OBJECTIFS:
1. D'après l'extrait sur la Charte des langues de la Caraïbe créolophone, en quel lieu et à quelles dates les États partenaires se sont-ils réunis ?
2. Relevez l'ensemble des textes internationaux que le préambule de l'extrait sur la Charte des langues de la Caraïbe créolophone cite comme signés par tous les partenaires.

Après deux journées de rencontres, la cinquantaine de participants à la conférence délibérait sur les dispositions définitives des articles du document, et produisait la Charte qui dorénavant balisera le cadre régional avec pour mission d’aider à résoudre les problématiques liées aux langues régionales de la Caraïbe créolophone. Le professeur Hubert Devonish, Coordinateur de l’Unité Jamaïcaine des Langues (UJL) et Président de la Conférence Internationale sur le Droit et la Politique des Langues, estime, pour sa part, que l’étape essentielle reste l’approbation, la validation et l’adoption de la Charte par les gouvernements, le secteur privé et les associations de la région Caraïbe.

Plusieurs thèmes étaient débattus durant ces journées : dans le cadre scolaire : le Créole et les Langues Internationales comme langues de l’écrit, médiums de formation et comme sujets dans les programmes d’études ; la formation des enseignants dans le double emploi du Créole et des Langues Internationales à l’école ; tests et évaluations des capacités langagières des élèves ayant le Créole comme langue maternelle ; hors du cadre scolaire : attitude publique et parentale vis-à-vis du Créole et des Langues Internationales à l’école ; droit des langues dans la législation (le Système Légal, l’Administration Publique ; politique sur les Langues Indigènes Menacées (responsabilités des Etats dans la conservation et l’accessibilité publique des Langues Indigènes Menacées dans l’usage et l’information concernant leur histoire, leur structure et leur contexte culturel ; la nécessité (par les Etats) de protéger ces Langues Indigènes Menacées)).

Au rang des invités, on comptait les Chefs d’Etats et Gouverneurs Généraux de Belize et Sainte-Lucie ; les ministres de la Culture, de l’Education et de la Justice ou leurs représentants respectifs des pays suivants : Jamaïque, Haïti, Guadeloupe, Belize. En dehors de la Caraïbe, Cap-Vert, U.S.A et France figuraient parmi les invités académiques et du milieu scolaire. On aura apprécié aussi la participation de groupes locaux ou organisations : la Société Biblique des West-Indies, l’Association Jamaïcaine des Sourds, l’Association Jamaïcaine des Enseignants.

 

 

 

 

 

 

 

 

 

 

 

Charte sur la politique et le droit des langues de la Caraïbe créolophone

(Extraits)

 

Préambule

Les Etats caribéens créolophones, partenaires de la Charte de la politique et du droit des langues de la Caraïbe créolophone, réunis à Kingston, en Jamaïque les 13 et 14 janvier 2011,

 

Considérant que les partenaires cités sont tous signataires des textes internationaux fixant les droits relatifs à l’usage des langues dans le système éducatif et dans l’administration publique tels que :

La Charte des Nations Unies ;

La Déclaration Universelle des Droits de l’Homme de 1948;

L’Engagement International sur les Droits Civils et Politiques de 1966 ;

Et la Convention Américaine sur les Droits de l’Homme de 1969 ;

Au regard de la Charte des Nations Unies, qui, dans les grandes lignes de ses principes, encourage le respect des droits de l’Homme et la liberté fondamentale pour tous sans distinction de race, de sexe, de langue ou de religion (Article 1(3)) ;

Au regard de la Déclaration Universelle des Droits de l’Homme (Article 2) et de L’Engagement International sur les Droits Civils et Politiques (Article 2) qui déclarent que « chacun jouit de tous les droits et libertés décrites respectivement dans la Déclaration et dans l’Engagement, sans distinction d’aucune sorte, tel que la race, la couleur, le sexe, la langue, la religion, les opinions politiques ou autres, l’origine nationale ou sociale, la propriété, la naissance ou tout autre statut » ;

Considérant que la Déclaration Universelle des Droits de l’Homme (article 7) et que l’Engagement International sur les droits Civils et Politiques (Article 26) prescrivent le droit à l’égale protection de la loi et la protection contre toute discrimination ;

(…)

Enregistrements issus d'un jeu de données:
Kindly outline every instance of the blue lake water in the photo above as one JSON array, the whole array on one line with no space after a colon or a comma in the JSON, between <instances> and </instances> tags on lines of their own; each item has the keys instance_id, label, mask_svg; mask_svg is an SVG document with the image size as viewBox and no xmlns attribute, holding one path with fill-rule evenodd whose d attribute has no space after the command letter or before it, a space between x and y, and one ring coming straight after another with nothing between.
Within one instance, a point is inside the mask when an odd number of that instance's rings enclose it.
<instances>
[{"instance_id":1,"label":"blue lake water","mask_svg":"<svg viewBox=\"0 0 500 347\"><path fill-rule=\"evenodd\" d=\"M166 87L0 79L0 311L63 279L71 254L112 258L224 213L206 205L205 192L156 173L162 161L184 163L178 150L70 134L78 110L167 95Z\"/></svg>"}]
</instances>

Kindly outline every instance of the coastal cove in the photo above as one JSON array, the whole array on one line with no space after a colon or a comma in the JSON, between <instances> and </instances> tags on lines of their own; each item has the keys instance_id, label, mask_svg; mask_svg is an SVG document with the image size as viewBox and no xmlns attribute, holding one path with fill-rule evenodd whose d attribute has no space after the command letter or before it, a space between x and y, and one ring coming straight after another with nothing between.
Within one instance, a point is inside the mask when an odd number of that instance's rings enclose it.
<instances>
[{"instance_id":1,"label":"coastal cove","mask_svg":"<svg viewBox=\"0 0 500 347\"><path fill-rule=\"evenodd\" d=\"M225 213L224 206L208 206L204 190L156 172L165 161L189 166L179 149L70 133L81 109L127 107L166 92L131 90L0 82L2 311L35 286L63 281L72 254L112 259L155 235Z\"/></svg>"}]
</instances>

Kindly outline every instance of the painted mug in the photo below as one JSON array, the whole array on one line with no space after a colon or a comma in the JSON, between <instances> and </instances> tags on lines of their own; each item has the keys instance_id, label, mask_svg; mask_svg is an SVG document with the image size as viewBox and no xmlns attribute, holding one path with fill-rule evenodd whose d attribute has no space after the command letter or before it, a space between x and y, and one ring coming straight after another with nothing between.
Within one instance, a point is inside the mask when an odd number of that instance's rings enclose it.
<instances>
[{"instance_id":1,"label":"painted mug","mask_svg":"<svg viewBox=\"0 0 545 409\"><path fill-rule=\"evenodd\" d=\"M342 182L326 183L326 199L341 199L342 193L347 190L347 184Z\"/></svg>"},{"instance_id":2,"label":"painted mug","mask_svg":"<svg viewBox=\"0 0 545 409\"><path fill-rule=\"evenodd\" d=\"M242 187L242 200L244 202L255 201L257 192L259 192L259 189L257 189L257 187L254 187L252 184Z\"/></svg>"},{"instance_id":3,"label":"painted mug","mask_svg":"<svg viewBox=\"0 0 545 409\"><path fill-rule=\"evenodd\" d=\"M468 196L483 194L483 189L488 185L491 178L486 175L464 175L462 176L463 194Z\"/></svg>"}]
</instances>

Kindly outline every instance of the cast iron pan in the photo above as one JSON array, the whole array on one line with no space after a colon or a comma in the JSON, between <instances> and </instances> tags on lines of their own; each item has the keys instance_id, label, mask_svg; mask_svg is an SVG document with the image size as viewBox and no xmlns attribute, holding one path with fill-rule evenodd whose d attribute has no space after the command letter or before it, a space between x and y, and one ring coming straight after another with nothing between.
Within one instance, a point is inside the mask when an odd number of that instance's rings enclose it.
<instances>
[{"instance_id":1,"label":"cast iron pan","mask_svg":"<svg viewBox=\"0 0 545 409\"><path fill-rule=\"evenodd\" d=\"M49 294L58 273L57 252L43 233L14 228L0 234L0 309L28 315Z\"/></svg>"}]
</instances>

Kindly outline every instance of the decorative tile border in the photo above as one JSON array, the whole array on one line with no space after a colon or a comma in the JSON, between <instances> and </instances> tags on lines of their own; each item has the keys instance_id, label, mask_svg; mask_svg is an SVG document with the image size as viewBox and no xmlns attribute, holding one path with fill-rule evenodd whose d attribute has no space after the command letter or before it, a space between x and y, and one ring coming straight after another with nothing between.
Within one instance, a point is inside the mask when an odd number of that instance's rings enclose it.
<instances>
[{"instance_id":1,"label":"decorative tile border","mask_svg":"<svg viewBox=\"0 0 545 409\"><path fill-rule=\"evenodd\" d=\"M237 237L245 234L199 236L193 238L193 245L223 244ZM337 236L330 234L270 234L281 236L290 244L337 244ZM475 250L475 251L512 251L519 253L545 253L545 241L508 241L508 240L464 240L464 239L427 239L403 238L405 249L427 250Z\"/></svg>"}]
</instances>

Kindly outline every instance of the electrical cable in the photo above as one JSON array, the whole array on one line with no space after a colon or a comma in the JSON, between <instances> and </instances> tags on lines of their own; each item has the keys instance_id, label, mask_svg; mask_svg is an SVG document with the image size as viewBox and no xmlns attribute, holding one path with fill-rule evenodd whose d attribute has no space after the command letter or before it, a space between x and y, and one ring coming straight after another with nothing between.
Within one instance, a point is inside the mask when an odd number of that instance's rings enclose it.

RÉPONSES:
1. À Kingston, en Jamaïque, les 13 et 14 janvier 2011.

2.
- La Charte des Nations Unies
- La Déclaration Universelle des Droits de l'Homme de 1948
- L'Engagement International sur les Droits Civils et Politiques de 1966
- La Convention Américaine sur les Droits de l'Homme de 1969